== FRAGMENTO SELECCIONADO ==
● ● ● ● ●

De la casa queda un personaje, Rosa,
en la que casi puede entreverse la futura Nelly de El gran torbellino del mundo, y que sueña con la isla de Gozzo, una
arcadia feliz donde “todos eran pescadores, y los chicos se divertían descolgándose
hasta el mar, con cuerdas, desde los más altos acantilados, para cazar palomas”.
De algún modo esa isla de Gozzo emergería en El laberinto de las sirenas, pero de momento se queda en un
personaje mudo al que Baroja no pone demasiado interés.
Como remate, el autor abandona la
trama y pone a Aviraneta en mitad de una acción, un altercado con soldados
árabes en el que le cae un escupitajo y algunos latigazos, que Aviraneta
devuelve uno por uno al cabo Yusuf cuando las autoridades lo socorren, y deja
caer una de esas sentencias de quien allá donde va come lo que se estila, por
áspero que le sepa.
Queda un par de descripciones, pocas
y breves, la de las callejas de Alejandría y los árabes “flacos, morenos, como
si fueran de barro cocido”, o la todavía más breve del pachá, uno de esos casos
en los que Baroja prefiere tirar de repertorio antes que penar con la
ambientación:
Al día
siguiente, el coronel Frossard me dijo que íbamos a visitar al pachá de
Alejandría. Fuimos con una escolta de cuatro hombres, llegamos al palacio y
esperamos a que saliera el pachá, que era un antiguo mameluco seco, cetrino,
mal encarado y de aspecto desagradable.

● ● ● ● ●

== DATOS ==
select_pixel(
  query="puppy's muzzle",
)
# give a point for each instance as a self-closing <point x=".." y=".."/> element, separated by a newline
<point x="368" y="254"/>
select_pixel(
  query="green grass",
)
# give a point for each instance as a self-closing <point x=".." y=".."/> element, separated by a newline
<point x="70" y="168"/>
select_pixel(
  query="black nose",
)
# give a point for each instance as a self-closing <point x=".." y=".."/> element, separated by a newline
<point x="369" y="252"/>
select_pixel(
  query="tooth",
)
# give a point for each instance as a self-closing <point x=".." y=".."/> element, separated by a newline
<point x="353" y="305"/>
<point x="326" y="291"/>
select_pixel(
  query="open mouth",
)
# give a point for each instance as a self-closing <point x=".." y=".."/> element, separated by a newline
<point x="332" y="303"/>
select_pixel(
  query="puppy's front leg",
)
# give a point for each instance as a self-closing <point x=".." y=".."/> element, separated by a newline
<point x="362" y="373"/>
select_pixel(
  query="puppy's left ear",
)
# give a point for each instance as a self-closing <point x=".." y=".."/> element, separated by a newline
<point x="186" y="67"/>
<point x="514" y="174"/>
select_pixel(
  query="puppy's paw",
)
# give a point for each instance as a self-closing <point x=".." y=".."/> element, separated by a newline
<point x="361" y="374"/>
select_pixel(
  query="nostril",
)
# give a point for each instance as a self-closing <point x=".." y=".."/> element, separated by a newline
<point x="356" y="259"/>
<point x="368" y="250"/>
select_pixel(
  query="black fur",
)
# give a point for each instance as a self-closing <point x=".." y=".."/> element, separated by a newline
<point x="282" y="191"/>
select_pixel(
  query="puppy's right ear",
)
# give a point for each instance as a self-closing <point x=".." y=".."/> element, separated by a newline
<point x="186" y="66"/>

● ● ● ● ●

== QUÉ HACER ==
1. Extrae cada línea de las filas en la que aparezca la cadena "query".
2. Escribe la continuación del fragmento sobre Baroja y Aviraneta a partir de su última frase.
El fragmento y las filas son materiales independientes entre sí.

== RESPUESTAS ESPERADAS ==
1.
  query="puppy's muzzle",
  query="green grass",
  query="black nose",
  query="tooth",
  query="open mouth",
  query="puppy's front leg",
  query="puppy's left ear",
  query="puppy's paw",
  query="nostril",
  query="black fur",
  query="puppy's right ear",

2.
Estuvo
conmigo muy displicente y muy áspero.
Y eso es todo, ya no hay nada más que
decir del Pachá. En este libro se empieza a ver algo que luego se extenderá, en
los años treinta, por el resto de su obra: este arte de enhebrar historias y
personajes pintorescos y fugaces que hasta ahora ha sido su modo de ambientar
pero que llegará a ser un fin en sí mismo, una suerte dominada, un método para
escribir cuando no hay mucho de lo que escribir, algo de lo que nos da Baroja
una muestra bien elocuente al final de este libro, en el relato de la muerte
del Empecinado.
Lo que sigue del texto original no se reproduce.